* **What you need to do**: Lines from the one containing "Target: road" to the end of the entries below must be reproduced exactly, with both end lines kept and no other line added.

* **Data section**:
↓

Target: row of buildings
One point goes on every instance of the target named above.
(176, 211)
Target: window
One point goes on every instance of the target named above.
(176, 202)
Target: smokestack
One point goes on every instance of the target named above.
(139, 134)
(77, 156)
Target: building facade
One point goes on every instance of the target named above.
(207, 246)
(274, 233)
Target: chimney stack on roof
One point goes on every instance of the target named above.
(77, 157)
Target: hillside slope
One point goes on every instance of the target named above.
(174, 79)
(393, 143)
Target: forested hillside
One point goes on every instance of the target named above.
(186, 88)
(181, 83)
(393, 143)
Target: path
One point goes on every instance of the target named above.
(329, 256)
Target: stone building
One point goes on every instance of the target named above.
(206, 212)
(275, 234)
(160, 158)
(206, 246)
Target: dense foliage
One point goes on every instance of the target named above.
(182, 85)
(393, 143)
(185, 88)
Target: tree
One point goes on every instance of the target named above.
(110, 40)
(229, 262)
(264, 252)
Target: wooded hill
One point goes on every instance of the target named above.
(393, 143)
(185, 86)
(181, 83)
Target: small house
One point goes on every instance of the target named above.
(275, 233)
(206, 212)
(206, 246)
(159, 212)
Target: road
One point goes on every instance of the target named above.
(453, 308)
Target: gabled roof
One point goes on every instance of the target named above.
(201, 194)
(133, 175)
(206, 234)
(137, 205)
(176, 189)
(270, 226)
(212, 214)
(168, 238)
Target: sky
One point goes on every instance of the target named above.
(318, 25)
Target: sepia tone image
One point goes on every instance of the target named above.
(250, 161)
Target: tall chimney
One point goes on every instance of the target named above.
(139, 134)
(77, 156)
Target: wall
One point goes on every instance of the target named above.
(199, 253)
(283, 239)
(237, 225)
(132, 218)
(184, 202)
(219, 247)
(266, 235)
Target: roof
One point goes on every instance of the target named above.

↑

* **Written solution**:
Target: road
One point goes on every instance of the target named above.
(453, 308)
Target: gabled roof
One point goes on every instance of the target named above.
(201, 194)
(133, 175)
(206, 234)
(137, 205)
(176, 189)
(270, 226)
(212, 214)
(168, 238)
Target: sky
One point goes on every instance of the target named above.
(318, 25)
Target: sepia tone image
One point goes on every instance of the target named above.
(250, 161)
Target: tall chimney
One point goes on every instance of the target named above.
(139, 134)
(77, 156)
Target: wall
One point goes on every instance of the target named above.
(199, 253)
(283, 239)
(237, 225)
(132, 218)
(184, 202)
(219, 247)
(266, 235)
Target: roof
One point goes on every instance of the target named above.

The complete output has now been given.